◆ **The request**: The records below need retyping in full; give them again exactly.

(Stored data entries)
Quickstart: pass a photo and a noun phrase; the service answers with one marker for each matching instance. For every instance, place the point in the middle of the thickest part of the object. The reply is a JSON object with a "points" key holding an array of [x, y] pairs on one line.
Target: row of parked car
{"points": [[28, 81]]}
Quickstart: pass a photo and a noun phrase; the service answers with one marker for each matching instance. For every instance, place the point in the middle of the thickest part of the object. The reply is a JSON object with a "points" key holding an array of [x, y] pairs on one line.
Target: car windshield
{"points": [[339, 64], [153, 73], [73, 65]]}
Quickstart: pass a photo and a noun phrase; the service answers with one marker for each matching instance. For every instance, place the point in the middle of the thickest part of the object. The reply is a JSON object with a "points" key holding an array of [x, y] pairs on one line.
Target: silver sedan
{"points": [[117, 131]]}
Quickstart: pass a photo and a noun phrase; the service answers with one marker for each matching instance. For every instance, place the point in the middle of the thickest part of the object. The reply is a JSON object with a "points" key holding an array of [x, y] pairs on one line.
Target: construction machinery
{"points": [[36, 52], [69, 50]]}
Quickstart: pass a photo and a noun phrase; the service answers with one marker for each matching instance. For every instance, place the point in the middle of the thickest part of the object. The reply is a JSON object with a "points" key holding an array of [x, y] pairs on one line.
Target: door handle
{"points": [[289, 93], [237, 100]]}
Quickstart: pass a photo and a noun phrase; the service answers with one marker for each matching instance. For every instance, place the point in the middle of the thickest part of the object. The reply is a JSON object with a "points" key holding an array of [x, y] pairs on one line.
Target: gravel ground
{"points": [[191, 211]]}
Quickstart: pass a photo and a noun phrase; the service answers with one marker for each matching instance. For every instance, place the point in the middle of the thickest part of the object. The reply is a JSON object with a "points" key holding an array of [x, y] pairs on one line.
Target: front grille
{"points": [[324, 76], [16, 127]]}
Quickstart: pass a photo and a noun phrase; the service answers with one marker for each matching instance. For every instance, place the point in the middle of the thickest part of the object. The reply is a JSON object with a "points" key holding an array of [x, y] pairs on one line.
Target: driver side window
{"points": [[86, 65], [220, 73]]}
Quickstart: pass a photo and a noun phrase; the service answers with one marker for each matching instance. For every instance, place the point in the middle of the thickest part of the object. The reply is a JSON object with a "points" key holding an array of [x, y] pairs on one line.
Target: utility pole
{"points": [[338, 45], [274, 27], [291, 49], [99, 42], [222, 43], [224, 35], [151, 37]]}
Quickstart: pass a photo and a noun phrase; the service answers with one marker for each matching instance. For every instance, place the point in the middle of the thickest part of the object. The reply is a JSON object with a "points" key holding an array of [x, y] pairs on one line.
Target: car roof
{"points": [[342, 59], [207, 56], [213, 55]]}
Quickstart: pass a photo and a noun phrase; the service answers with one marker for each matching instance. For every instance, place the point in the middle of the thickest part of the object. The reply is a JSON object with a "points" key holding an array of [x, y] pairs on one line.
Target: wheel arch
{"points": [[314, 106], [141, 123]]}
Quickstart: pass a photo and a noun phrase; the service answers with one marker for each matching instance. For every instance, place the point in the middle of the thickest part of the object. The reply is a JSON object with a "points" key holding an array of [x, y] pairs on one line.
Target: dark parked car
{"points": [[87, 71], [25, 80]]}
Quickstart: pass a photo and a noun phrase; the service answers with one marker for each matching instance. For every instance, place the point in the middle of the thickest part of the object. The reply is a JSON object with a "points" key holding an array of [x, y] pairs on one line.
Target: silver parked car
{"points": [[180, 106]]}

◆ **Solution for this exercise**:
Quickstart: pass a photo and a noun phrase; the service answers with one marker for each matching instance. For every instance, place the point in the middle of the thickest part of the object. The reply is a JSON object with a "points" key holding an array of [x, y] pairs on one line.
Target: row of parked car
{"points": [[28, 81]]}
Quickstart: pass a photo and a noun phrase; the service answers with one marker for each matching instance. For every instance, place the point in the middle of the thickest part of the object. The reply is a JSON object with a "points" key holding an array of [x, y] pairs on one line.
Target: car windshield
{"points": [[339, 64], [153, 73], [73, 65]]}
Quickstart: pass a photo and a noun phrase; the service answers with one marker for each matching instance. For every instance, place the point in the middle of the thickest part of the object. The reply is a JSON object with a "points" key holding an array of [x, y] pairs on one line.
Target: silver sedan
{"points": [[117, 131]]}
Quickstart: pass a photo and a noun phrase; the service answers with one marker for each matching instance. For every instance, place the point in the middle of the thickest part of the object. The reply is a JSON object with a "points" key holding an array of [x, y] pairs on one line.
Target: construction machinery
{"points": [[36, 52], [69, 50]]}
Quickstart: pass a photo and a noun phrase; the service answers with one marker for each matching instance. For every instance, place the point in the middle of the thickest part of the object. The reply is a JSON object with a "points" key holding an array of [x, y] pairs on one line.
Target: door handle
{"points": [[289, 93], [237, 100]]}
Quickstart: pass a photo and a noun phrase; the service answers with one marker for each matching instance. For every instance, place the point in the middle of the thickest part of the object. The reply is a JSON object with a "points" key holding an array of [x, y] pairs on one line.
Target: gravel ground
{"points": [[191, 211]]}
Quickstart: pass a photo and a noun phrase; the service answers with one marker for each matching instance. For every instance, place the point in the middle of the thickest part of the object. The reply is a JSON object with a "points" key holding an array of [x, y] pairs on one line.
Target: front grille
{"points": [[324, 76], [16, 127]]}
Quickstart: pass a photo and a noun phrase; the service answers with one marker for each matching instance. For every instance, place the point in the middle of the thickest part of the object. The reply is a JSON object with a "points" key holding an array of [x, y] pairs on one line.
Target: driver side window
{"points": [[86, 65], [220, 73]]}
Quickstart: pass a photo and a noun phrase; the service answers with one marker for each matching instance. For every instance, place the point in the middle of the thickest part of the object. The reply is a JSON object with a "points" key holding an array of [x, y] pairs on one line.
Target: utility pole
{"points": [[338, 45], [274, 27], [291, 49], [99, 42], [222, 43], [224, 35], [151, 37]]}
Quickstart: pass a photo and a noun phrase; the service answers with one marker for each matching instance. For every instance, place the point in the middle of the thickest part of the object. The reply is a JSON object with a "points" key holding an array of [x, y] pairs on one line.
Target: car roof
{"points": [[342, 59], [207, 56], [213, 55]]}
Quickstart: pass a photo and a noun phrase; the service answers with one marker for each matching instance. For every instance, place the point in the middle of the thickest part of the object. The reply is a JSON object with a "points" key holding an array of [x, y] pairs on one line.
Target: wheel arch
{"points": [[314, 106], [141, 123]]}
Quickstart: pass a photo and a noun phrase; the service answers with one marker for each matching instance. For every instance, place the point in the middle of the thickest part of the object. The reply is a JSON object with a "points" key holding an array of [x, y] pairs on one line.
Target: dark parked car
{"points": [[87, 71], [25, 80]]}
Quickstart: pass a photo and a noun phrase; the service answers with one marker for each matching instance. For every instance, place the point in the middle of the thickest part of the object. The reply is a JSON object with a "points" key holding an array of [x, y] pairs on one line.
Target: silver parked car
{"points": [[180, 106]]}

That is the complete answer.